Turn the entries below into a Markdown table with the columns No. and Line. Give each line its own numbered row, skip blank lines, and leave out the pictures.

# Recorded data start

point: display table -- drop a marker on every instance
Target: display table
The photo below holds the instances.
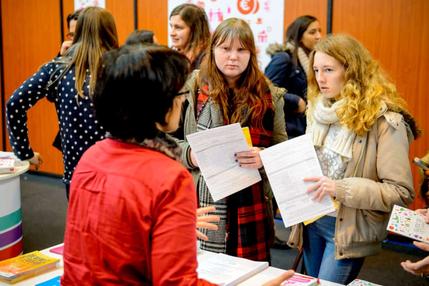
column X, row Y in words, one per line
column 10, row 210
column 45, row 276
column 256, row 280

# Recorded data end

Expected answer:
| No. | Line |
|---|---|
| 1 | point: display table -- drop a marker on every instance |
| 2 | Target: display table |
| 3 | The photo below holds the instances. |
| 4 | column X, row Y in words, one per line |
| 5 | column 10, row 210 |
| 6 | column 45, row 276 |
| 7 | column 256, row 280 |